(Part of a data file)
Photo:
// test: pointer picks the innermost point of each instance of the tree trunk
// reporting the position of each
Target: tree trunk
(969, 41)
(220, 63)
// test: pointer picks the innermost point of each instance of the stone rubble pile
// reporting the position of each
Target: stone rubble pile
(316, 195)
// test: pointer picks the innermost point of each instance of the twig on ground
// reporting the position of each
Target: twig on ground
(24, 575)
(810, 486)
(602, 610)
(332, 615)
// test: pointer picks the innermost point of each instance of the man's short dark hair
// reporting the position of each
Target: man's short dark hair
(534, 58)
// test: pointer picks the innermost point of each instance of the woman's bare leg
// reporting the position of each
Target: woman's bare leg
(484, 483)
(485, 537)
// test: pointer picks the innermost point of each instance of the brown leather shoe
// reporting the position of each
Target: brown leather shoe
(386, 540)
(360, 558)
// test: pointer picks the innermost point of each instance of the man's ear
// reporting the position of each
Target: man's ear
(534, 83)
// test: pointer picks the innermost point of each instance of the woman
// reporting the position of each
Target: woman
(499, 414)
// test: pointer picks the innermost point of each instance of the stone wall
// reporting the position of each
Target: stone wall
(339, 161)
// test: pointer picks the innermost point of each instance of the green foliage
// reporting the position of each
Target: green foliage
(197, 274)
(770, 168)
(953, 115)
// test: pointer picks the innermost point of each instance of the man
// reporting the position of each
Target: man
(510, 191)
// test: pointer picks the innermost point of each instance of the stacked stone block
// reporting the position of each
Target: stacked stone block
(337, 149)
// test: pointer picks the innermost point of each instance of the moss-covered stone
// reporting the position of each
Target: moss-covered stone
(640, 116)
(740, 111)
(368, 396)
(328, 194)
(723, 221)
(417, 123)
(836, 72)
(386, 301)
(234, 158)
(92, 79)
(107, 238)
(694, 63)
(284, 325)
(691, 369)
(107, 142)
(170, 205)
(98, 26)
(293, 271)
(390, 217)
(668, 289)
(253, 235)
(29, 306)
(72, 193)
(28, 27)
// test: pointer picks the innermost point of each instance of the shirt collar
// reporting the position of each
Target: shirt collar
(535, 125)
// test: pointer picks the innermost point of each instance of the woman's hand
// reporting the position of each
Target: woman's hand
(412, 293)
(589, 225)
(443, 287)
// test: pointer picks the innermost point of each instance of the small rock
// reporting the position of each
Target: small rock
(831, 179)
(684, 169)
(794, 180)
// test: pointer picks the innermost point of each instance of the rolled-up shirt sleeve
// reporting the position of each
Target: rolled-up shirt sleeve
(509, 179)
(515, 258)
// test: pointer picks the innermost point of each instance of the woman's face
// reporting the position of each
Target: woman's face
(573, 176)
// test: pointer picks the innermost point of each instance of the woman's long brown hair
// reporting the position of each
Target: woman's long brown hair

- TASK TO COMPLETE:
From the line holding "the man's ear" down to the final line above, quote every line exactly and only those lines.

- ANSWER:
// test: pointer picks the innermost point of each instance of the man's ear
// reporting the position of each
Target: man's ear
(534, 83)
// test: pointer picks the innermost point of each instance of the woman
// reporting the position of each
Target: woman
(499, 414)
// test: pointer picks the innermost point of each instance of the stone wall
// reporting the position of each
Target: stone wall
(339, 161)
// test: pointer picks the innermost point of each instance of the green foliage
// reporting the position of each
Target: green foliage
(197, 274)
(770, 168)
(953, 115)
// test: pointer picks the innermost point of each instance of the man
// reporting the position of each
Target: man
(510, 191)
// test: pointer picks the innermost point of each instance of the stacked stone block
// reporting the position of each
Target: stacked stone block
(337, 149)
// test: pointer picks the innermost point of each instance of the moss-covered stone
// reporting the position of each
Target: moss-covered stone
(640, 116)
(740, 111)
(368, 396)
(328, 194)
(723, 221)
(417, 123)
(836, 72)
(386, 301)
(234, 158)
(92, 79)
(107, 238)
(694, 63)
(284, 325)
(691, 369)
(107, 142)
(170, 205)
(98, 26)
(293, 271)
(390, 217)
(668, 289)
(253, 235)
(29, 306)
(72, 193)
(28, 27)
// test: pointer picks the innermost point of each instance of the shirt collar
// reporting the position of each
Target: shirt collar
(535, 125)
// test: pointer picks the innermost point of each instance of the woman's hand
// reporting the position of each
Target: woman's hand
(412, 293)
(589, 225)
(443, 287)
// test: pointer picks the innermost point of each instance of the small rock
// reporting the position of each
Target: small rock
(831, 179)
(684, 169)
(794, 180)
// test: pointer picks the innermost point of each instance of the rolled-up shirt sleeve
// reporting the position of each
Target: rolled-up shirt sleeve
(509, 179)
(515, 258)
// test: pointer picks the innermost point of each instance of the woman's face
// reporting the position of each
Target: woman's face
(573, 176)
// test: pointer picks the innermost point of each instance of the woman's long brown hair
// reporting the position of each
Target: woman's long brown hair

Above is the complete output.